#### [Short task]
Return each line of the data below that contains the string "collared". Case is significant.

·····

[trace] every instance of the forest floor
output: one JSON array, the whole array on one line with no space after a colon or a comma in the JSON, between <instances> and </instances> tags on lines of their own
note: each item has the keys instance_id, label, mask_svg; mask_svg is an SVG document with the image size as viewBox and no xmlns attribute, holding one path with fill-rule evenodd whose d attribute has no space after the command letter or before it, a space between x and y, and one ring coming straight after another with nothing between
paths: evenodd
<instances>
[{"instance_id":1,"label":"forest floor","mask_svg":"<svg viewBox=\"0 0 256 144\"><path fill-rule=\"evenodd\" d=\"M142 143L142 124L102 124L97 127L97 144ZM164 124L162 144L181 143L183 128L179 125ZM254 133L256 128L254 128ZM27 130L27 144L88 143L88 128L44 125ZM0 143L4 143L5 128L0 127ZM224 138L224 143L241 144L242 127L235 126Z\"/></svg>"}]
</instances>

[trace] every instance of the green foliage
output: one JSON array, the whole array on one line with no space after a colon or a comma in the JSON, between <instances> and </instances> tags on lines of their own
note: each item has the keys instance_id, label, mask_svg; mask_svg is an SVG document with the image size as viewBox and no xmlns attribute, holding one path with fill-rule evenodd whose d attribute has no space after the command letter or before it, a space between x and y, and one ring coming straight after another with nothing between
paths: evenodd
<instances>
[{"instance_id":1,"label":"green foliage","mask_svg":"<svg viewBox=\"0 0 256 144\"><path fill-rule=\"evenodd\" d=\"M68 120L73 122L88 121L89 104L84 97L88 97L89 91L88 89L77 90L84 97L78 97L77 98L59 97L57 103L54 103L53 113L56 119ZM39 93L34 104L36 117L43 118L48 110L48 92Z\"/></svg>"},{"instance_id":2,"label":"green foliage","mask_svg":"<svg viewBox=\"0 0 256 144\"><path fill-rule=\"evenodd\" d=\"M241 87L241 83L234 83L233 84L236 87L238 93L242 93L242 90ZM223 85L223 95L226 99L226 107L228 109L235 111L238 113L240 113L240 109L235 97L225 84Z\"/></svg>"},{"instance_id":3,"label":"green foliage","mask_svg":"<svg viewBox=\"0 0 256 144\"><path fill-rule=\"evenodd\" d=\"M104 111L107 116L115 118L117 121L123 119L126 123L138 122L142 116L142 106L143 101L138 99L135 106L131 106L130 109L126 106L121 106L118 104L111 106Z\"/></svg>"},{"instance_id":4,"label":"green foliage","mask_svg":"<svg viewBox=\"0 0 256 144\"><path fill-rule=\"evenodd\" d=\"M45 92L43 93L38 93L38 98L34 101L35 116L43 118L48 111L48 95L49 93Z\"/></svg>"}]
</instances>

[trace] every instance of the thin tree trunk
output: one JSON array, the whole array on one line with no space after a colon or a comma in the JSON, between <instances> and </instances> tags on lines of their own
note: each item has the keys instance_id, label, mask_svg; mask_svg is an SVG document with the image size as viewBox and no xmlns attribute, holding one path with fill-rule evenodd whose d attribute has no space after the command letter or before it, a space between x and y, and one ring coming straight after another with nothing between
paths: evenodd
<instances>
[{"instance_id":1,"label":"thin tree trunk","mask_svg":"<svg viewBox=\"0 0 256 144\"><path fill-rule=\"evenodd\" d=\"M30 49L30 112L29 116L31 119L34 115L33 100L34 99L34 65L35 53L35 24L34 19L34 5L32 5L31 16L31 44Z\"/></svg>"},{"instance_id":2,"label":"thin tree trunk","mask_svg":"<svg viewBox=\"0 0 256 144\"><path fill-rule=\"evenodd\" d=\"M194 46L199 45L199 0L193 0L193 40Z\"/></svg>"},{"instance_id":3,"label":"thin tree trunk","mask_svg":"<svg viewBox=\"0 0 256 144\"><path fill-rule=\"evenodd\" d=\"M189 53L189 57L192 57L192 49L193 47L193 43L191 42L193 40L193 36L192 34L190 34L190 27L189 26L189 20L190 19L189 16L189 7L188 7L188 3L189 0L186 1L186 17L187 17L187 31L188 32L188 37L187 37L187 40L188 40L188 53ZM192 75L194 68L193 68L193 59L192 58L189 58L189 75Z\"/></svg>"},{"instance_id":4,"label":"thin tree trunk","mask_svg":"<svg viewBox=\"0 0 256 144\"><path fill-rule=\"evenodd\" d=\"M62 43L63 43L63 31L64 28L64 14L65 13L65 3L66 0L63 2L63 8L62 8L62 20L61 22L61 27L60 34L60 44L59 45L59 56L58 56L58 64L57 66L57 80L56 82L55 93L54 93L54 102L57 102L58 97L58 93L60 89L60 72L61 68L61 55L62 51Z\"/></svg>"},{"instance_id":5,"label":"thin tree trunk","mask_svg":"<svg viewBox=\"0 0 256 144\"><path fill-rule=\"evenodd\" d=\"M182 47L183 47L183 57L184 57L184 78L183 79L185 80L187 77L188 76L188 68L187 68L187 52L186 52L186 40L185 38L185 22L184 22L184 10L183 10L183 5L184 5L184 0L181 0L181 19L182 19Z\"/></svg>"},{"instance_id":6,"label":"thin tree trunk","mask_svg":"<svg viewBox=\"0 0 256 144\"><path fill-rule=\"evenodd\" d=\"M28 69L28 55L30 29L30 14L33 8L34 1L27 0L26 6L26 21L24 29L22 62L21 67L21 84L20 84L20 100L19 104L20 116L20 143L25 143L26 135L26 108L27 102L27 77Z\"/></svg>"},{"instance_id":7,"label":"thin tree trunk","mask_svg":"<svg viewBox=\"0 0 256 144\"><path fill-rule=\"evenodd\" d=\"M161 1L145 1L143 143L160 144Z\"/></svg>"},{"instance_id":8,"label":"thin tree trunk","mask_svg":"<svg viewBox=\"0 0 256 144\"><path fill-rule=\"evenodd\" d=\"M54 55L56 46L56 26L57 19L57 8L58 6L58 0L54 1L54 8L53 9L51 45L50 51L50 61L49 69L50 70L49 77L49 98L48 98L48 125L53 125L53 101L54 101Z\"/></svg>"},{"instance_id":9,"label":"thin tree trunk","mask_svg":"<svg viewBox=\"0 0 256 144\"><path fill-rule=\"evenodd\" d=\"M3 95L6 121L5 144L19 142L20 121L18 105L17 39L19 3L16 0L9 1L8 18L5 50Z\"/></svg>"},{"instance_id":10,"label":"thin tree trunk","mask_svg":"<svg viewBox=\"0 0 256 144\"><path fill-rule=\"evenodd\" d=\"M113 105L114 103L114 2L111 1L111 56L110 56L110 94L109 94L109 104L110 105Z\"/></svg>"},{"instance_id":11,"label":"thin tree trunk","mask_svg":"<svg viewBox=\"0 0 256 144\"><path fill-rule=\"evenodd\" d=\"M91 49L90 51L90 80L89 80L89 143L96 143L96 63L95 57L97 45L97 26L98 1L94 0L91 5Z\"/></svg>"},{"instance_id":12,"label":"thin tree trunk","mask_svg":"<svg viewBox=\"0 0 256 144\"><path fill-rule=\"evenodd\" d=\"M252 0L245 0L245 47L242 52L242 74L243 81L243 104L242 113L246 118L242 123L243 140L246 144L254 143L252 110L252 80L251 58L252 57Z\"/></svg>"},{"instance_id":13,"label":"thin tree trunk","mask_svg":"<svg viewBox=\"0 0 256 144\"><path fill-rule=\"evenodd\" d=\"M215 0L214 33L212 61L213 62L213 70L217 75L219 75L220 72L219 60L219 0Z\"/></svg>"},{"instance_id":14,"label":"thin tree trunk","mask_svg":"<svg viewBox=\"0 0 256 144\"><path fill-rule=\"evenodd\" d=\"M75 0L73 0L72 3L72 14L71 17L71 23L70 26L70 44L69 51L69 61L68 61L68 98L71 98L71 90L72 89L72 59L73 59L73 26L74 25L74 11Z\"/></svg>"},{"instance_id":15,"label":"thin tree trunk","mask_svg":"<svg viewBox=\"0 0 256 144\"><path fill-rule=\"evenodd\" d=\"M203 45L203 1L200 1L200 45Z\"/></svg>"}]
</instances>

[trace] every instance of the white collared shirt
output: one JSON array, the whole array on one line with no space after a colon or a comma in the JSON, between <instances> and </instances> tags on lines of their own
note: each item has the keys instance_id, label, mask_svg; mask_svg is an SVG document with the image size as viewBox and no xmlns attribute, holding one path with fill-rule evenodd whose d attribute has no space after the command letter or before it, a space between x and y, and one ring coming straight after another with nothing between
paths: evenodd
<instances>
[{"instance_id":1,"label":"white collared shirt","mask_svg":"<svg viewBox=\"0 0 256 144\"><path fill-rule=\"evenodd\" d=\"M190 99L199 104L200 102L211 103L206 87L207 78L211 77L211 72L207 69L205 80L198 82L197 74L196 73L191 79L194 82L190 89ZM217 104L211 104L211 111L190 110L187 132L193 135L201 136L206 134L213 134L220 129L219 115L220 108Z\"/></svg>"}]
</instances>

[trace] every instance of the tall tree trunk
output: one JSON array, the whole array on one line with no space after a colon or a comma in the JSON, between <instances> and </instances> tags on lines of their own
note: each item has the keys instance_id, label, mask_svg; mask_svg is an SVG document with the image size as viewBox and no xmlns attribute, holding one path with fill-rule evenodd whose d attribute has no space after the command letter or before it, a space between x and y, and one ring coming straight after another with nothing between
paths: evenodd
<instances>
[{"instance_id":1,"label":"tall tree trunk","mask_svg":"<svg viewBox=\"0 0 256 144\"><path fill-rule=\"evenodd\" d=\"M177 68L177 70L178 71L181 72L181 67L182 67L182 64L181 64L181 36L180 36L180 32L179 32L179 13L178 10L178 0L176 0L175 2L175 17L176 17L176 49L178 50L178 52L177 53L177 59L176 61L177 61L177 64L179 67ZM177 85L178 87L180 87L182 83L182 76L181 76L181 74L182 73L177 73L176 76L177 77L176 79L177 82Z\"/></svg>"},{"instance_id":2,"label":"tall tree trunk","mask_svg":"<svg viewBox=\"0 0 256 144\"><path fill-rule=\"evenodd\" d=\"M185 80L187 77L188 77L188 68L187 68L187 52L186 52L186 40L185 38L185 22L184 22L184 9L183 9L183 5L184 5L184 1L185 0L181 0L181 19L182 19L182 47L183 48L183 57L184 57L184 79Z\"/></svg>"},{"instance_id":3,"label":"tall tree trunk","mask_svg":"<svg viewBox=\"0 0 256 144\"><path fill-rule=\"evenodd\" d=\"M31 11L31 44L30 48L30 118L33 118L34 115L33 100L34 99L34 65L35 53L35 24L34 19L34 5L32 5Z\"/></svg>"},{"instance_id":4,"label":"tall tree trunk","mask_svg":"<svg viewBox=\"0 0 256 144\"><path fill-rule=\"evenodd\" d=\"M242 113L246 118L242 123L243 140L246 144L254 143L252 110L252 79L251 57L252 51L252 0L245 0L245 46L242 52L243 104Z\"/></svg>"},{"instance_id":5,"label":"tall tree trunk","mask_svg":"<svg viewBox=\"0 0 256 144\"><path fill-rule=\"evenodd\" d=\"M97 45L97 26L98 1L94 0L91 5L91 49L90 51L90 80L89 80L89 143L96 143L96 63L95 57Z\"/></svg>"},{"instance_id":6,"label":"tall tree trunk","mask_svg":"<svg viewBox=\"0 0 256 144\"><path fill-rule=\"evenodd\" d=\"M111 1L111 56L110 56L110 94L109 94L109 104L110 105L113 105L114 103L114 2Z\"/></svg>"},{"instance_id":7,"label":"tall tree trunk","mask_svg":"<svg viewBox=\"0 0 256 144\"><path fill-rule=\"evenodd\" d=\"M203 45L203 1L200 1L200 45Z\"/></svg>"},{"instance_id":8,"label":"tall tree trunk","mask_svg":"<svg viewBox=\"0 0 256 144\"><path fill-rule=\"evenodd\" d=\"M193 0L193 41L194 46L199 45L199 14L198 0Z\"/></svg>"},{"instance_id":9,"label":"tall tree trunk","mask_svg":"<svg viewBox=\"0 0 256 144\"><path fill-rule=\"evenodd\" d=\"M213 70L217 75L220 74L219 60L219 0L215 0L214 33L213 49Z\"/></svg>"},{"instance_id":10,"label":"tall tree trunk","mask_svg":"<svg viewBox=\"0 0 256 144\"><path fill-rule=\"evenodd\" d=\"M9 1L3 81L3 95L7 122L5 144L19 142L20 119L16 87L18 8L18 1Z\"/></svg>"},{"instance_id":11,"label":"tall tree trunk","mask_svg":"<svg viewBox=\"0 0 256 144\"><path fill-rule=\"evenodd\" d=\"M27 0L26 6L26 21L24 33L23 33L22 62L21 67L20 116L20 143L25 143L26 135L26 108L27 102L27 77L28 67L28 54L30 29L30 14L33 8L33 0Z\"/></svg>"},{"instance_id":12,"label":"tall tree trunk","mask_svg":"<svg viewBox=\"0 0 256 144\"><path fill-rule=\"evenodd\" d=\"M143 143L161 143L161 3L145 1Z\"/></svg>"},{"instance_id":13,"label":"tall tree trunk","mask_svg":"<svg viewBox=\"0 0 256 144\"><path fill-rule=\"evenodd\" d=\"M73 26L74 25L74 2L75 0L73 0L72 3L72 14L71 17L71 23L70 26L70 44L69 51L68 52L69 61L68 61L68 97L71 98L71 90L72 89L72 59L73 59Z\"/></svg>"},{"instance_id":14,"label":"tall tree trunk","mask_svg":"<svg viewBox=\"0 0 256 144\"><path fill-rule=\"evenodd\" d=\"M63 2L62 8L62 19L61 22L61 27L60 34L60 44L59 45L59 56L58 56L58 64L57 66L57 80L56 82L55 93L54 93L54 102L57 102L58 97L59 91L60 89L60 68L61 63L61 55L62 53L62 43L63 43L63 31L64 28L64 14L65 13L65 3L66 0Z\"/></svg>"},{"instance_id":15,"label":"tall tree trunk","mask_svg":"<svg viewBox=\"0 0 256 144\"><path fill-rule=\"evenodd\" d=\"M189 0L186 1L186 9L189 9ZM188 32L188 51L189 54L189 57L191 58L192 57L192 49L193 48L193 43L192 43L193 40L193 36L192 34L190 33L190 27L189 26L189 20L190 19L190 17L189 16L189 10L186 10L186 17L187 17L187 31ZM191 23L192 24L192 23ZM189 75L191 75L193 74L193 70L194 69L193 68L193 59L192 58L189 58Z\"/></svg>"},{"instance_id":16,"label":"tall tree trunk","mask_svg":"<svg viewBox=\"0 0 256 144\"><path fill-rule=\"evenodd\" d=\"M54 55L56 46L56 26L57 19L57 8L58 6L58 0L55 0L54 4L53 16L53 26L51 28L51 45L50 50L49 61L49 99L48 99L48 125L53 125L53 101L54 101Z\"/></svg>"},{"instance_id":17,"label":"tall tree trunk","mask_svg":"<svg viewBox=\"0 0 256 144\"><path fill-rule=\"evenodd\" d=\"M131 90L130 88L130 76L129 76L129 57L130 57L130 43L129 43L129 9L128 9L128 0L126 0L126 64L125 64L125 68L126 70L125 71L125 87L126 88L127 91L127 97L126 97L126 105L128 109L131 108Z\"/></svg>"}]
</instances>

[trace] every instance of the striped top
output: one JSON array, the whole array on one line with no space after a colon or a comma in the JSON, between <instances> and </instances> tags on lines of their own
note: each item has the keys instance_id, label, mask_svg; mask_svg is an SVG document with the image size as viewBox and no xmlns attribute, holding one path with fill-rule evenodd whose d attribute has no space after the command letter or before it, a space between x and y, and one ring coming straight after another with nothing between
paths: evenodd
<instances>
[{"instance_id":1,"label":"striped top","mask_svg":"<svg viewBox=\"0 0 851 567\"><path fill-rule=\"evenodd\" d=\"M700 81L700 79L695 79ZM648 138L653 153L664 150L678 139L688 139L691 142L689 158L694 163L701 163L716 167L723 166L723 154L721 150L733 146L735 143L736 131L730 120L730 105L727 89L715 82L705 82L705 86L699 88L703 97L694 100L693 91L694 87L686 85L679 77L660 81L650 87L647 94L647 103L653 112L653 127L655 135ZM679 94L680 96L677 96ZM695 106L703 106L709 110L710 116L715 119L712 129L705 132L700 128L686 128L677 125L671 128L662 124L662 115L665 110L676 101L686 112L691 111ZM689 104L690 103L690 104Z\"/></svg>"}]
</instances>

·····

#### [Written response]
[trace] every instance of the white collared shirt
[{"instance_id":1,"label":"white collared shirt","mask_svg":"<svg viewBox=\"0 0 256 144\"><path fill-rule=\"evenodd\" d=\"M190 99L199 104L200 102L211 103L206 87L207 78L211 77L211 72L207 69L205 80L198 82L197 74L196 73L191 79L194 82L190 89ZM217 104L211 104L211 111L190 110L187 132L193 135L201 136L206 134L213 134L220 129L219 115L220 108Z\"/></svg>"}]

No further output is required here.